═════ Source extract ═════

The second lesson was not to overpromise on the technology and use the “drug dealer strategy to get consumers hooked”, Nicol said. This is about dripfeeding AI-powered features and functionality into an environment a consumer is already familiar with. With Echo, for example, Amazon started with the promise of being able to turn on your speaker via voice command, he said. Facebook Messenger has also been embedding into conversations small, free samples of AI-powered functionality to introduce people to these chatbot capabilities.

Nicol’s third lesson was to avoid making chatbots and voice-based interactions a fashion accessory and start by providing simple use cases. And this means cross-functional collaboration.

“Chatbots are not your traditional marketing and communications product; they often should live as a collaboration between brand, operations, customer service,” he said. “The worst thing you can do in this world of voice is make it a fashion accessory.

═════

- **Aim of the task**
Transcribe the passage on Nicol's lessons for chatbots and voice interactions in full, with no changes.

═════ Provided information ═════

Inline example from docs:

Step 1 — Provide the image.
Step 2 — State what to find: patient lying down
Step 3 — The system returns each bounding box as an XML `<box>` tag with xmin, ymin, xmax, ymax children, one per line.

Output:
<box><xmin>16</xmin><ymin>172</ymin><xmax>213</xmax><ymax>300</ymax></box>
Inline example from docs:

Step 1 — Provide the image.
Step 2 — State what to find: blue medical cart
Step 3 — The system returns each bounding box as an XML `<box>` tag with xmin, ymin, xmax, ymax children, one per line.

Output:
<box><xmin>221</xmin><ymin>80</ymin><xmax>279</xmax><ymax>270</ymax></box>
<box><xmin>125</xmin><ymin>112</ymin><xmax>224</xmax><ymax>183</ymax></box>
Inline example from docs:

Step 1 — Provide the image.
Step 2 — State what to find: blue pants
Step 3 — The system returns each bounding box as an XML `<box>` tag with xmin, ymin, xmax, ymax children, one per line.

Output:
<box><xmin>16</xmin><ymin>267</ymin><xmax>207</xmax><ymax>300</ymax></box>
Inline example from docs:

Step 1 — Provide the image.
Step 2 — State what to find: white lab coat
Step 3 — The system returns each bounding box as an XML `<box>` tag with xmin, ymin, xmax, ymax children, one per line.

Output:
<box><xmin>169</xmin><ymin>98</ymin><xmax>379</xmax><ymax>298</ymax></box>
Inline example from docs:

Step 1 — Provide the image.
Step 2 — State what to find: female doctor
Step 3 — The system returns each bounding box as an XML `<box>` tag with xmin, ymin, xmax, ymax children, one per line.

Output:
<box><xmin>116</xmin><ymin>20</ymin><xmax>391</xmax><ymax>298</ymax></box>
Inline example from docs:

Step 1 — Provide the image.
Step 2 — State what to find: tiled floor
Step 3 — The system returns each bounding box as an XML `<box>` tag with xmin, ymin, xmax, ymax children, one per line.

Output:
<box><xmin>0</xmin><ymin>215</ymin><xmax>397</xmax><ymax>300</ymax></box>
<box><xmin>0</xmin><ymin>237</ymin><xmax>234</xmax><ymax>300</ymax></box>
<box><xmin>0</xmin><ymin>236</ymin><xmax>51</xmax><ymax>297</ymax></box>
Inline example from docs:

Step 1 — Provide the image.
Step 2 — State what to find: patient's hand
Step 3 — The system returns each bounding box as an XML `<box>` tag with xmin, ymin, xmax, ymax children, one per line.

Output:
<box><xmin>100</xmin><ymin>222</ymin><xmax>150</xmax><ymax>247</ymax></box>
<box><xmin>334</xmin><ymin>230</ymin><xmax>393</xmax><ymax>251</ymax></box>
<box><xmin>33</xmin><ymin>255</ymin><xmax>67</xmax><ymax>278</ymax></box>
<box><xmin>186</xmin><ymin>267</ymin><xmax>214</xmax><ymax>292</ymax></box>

═════

- **Solution to this problem**
The second lesson was not to overpromise on the technology and use the “drug dealer strategy to get consumers hooked”, Nicol said. This is about dripfeeding AI-powered features and functionality into an environment a consumer is already familiar with. With Echo, for example, Amazon started with the promise of being able to turn on your speaker via voice command, he said. Facebook Messenger has also been embedding into conversations small, free samples of AI-powered functionality to introduce people to these chatbot capabilities.

Nicol’s third lesson was to avoid making chatbots and voice-based interactions a fashion accessory and start by providing simple use cases. And this means cross-functional collaboration.

“Chatbots are not your traditional marketing and communications product; they often should live as a collaboration between brand, operations, customer service,” he said. “The worst thing you can do in this world of voice is make it a fashion accessory.